-- Begin Document text --
= Issi Rozen =

Israeli-born jazz guitarist

Issi Rozen (ישי רוזן) is an Israeli-born jazz guitarist currently residing in Brookline, Massachusetts. He has been recognized for mixing traditional middle-eastern and straight jazz elements into his music. In 2002, Rozen began teaching guitar and music theory at Berklee College of Music.

==Early life==
Issi Rozen was born in Haifa, Israel on April 20, 1967 and moved to Tel-Aviv during his childhood. As Rozen recalls in an All About Jazz interview, "my earliest musical memories are the lullabies my mother used to sing. They were mostly in minor keys as are most traditional Israeli songs." He began playing guitar at age 10, and as a teenager, Rozen was practicing several hours a day. In 1991, after completing his service in the Israeli Defense Forces, Rozen moved to Boston to study at Berklee College of Music.

==Musical career==
After finishing his studies at Berklee, Rozen settled in the Boston suburb of Brookline. In 1998, he released his first album, Red Sea under Brownstone Records. A year later, Rozen released Homeland Blues under the same label, which was named one of the top 20 CDs by WBEZ radio in Chicago. In 2003 he released his third album titled Dark Beauty on his own label, New Step Music.
-- End Document text --
-- Begin Stored data --
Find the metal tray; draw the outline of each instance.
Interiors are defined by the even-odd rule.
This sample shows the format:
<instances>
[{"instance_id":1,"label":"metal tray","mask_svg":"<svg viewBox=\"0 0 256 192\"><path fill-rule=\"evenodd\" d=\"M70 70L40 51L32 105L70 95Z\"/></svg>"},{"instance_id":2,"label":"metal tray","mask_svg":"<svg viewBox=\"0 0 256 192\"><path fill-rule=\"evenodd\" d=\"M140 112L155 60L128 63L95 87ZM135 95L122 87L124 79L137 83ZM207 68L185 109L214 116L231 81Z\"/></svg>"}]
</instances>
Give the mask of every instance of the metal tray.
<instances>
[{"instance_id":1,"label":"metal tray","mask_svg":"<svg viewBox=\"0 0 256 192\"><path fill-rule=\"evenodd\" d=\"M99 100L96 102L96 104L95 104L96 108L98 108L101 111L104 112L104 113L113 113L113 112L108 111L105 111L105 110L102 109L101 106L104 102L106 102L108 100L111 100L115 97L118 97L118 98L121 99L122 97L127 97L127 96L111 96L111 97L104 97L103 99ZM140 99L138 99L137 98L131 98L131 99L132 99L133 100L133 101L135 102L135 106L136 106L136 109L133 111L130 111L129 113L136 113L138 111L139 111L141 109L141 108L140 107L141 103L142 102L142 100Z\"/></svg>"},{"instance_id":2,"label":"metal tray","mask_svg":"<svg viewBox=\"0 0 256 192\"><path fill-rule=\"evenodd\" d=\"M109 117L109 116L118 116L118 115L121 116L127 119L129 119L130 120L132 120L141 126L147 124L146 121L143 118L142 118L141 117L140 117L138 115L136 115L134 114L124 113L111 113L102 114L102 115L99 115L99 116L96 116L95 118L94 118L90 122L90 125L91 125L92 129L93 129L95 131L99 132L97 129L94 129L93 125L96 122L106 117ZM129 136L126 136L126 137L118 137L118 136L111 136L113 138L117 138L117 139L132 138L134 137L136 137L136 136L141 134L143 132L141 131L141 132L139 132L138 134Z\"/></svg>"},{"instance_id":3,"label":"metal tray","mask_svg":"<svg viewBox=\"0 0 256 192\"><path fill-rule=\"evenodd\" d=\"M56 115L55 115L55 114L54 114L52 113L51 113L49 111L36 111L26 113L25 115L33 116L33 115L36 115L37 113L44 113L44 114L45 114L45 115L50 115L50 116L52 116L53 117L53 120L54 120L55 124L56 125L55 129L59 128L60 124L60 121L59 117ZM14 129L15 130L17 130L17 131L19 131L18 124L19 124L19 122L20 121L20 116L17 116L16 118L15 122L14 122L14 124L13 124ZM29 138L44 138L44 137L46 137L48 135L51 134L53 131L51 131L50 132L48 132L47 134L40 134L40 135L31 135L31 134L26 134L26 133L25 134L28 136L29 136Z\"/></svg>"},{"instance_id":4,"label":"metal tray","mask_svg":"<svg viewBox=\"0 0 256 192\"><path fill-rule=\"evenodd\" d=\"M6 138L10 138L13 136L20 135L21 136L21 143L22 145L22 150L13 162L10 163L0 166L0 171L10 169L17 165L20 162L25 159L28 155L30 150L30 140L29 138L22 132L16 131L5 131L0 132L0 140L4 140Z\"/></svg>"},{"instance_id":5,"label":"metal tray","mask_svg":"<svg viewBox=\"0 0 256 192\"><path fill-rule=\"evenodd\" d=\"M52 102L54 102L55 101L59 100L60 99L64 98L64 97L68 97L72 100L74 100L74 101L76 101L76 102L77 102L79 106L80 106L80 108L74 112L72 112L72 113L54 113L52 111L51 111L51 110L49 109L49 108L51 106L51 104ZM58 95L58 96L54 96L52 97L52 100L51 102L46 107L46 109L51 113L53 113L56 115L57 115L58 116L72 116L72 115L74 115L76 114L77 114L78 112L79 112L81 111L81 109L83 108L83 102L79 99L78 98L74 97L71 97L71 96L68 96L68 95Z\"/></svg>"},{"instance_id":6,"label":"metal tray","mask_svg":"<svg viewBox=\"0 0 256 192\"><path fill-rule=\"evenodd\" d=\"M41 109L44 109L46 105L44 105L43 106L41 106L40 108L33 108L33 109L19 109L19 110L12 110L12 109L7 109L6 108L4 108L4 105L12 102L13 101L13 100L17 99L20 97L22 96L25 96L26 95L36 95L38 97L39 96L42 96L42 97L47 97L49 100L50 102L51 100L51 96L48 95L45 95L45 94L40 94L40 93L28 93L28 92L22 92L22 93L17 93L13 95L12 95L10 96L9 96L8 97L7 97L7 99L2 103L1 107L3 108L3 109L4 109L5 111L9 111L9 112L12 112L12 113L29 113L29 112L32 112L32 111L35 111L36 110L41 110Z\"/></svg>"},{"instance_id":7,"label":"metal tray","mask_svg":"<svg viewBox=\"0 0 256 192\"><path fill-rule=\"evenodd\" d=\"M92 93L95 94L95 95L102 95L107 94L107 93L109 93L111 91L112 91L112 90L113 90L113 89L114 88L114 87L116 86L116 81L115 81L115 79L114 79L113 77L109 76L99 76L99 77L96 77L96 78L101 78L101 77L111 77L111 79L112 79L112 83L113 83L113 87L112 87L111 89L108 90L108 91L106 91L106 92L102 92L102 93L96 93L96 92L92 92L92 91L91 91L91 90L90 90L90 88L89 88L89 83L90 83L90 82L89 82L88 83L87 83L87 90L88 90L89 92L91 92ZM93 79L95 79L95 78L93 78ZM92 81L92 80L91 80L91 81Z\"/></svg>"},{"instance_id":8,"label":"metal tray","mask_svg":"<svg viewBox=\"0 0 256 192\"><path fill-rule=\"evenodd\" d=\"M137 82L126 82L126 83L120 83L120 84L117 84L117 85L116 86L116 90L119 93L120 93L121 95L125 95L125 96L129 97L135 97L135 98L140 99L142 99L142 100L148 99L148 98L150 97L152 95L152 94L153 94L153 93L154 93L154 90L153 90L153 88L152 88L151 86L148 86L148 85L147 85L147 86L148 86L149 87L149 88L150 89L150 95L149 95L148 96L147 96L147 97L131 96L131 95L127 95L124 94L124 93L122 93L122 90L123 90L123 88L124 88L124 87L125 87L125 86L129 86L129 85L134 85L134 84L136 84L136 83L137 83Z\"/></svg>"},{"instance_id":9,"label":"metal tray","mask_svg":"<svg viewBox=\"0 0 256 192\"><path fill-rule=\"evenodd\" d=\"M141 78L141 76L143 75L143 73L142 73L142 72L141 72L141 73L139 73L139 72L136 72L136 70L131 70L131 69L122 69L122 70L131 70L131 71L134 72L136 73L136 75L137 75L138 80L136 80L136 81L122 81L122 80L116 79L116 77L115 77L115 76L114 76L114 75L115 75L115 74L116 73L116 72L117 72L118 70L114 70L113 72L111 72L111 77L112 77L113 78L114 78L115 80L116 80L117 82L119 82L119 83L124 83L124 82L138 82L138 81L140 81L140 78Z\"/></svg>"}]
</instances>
-- End Stored data --
Pick up the Issi Rozen biography after its last sentence and write the next part.

Clearly influenced by jazz guitarists Pat Metheny and Jim Hall, Rozen also uses musical components from his native Israel. The opening track on Dark Beauty, "Sheharhoret" (Dark Beauty in Hebrew) is a traditional Hebrew song sung primarily by Mizrahi Jews. On the same album, Rozen cover's an obscure Charlie Parker tune, "Segment". This hybrid of different genres has given Rozen critical acclaim. The other eight tracks on the album are Rozen's own pieces.

==Awards and honors==
- 1999 Boston Best Jazz Performer
- 2000 WBEZ Radio Top 20 CDs in 2000 ("Homeland Blues")

==Discography==
- Red Sea (Brownstone, 1998)
- Homeland Blues (Brownstone, 1999)
- Dark Beauty (Artist One Stop, 2003)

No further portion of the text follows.